#### Dados fornecidos:

·····

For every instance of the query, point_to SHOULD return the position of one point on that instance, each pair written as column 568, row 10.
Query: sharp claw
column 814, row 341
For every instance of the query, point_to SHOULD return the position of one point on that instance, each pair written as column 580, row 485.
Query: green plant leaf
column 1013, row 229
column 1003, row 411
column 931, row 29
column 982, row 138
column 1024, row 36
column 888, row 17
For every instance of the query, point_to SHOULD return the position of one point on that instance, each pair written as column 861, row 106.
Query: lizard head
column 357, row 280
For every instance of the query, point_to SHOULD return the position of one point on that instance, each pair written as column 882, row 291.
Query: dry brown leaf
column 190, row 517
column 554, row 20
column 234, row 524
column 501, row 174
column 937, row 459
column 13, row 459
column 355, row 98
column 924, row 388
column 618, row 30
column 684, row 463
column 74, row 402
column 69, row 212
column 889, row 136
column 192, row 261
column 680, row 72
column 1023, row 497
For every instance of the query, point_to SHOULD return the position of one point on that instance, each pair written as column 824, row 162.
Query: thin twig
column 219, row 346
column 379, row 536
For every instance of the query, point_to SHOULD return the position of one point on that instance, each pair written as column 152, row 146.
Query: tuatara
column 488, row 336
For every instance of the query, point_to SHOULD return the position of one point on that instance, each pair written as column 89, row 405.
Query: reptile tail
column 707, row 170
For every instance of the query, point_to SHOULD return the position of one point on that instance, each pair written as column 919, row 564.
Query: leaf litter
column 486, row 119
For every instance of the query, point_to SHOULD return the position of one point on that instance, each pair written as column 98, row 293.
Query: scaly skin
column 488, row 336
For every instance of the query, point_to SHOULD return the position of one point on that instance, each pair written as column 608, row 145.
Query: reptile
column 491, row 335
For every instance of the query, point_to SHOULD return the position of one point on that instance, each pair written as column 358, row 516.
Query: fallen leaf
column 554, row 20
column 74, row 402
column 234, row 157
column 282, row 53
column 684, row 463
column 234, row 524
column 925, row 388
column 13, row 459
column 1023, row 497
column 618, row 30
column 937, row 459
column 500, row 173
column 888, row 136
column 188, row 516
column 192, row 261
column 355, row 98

·····

Pode citar, sem nenhuma alteração, as linhas dos registros acima, começando pela que contém "861, row 106." e terminando na que contém "column 491, row 335", incluindo essas duas?

#### Solução da tarefa:
For every instance of the query, point_to SHOULD return the position of one point on that instance, each pair written as column 861, row 106.
Query: lizard head
column 357, row 280
For every instance of the query, point_to SHOULD return the position of one point on that instance, each pair written as column 882, row 291.
Query: dry brown leaf
column 190, row 517
column 554, row 20
column 234, row 524
column 501, row 174
column 937, row 459
column 13, row 459
column 355, row 98
column 924, row 388
column 618, row 30
column 684, row 463
column 74, row 402
column 69, row 212
column 889, row 136
column 192, row 261
column 680, row 72
column 1023, row 497
For every instance of the query, point_to SHOULD return the position of one point on that instance, each pair written as column 824, row 162.
Query: thin twig
column 219, row 346
column 379, row 536
For every instance of the query, point_to SHOULD return the position of one point on that instance, each pair written as column 152, row 146.
Query: tuatara
column 488, row 336
For every instance of the query, point_to SHOULD return the position of one point on that instance, each pair written as column 89, row 405.
Query: reptile tail
column 707, row 170
For every instance of the query, point_to SHOULD return the position of one point on that instance, each pair written as column 919, row 564.
Query: leaf litter
column 486, row 119
For every instance of the query, point_to SHOULD return the position of one point on that instance, each pair written as column 98, row 293.
Query: scaly skin
column 488, row 336
For every instance of the query, point_to SHOULD return the position of one point on that instance, each pair written as column 608, row 145.
Query: reptile
column 491, row 335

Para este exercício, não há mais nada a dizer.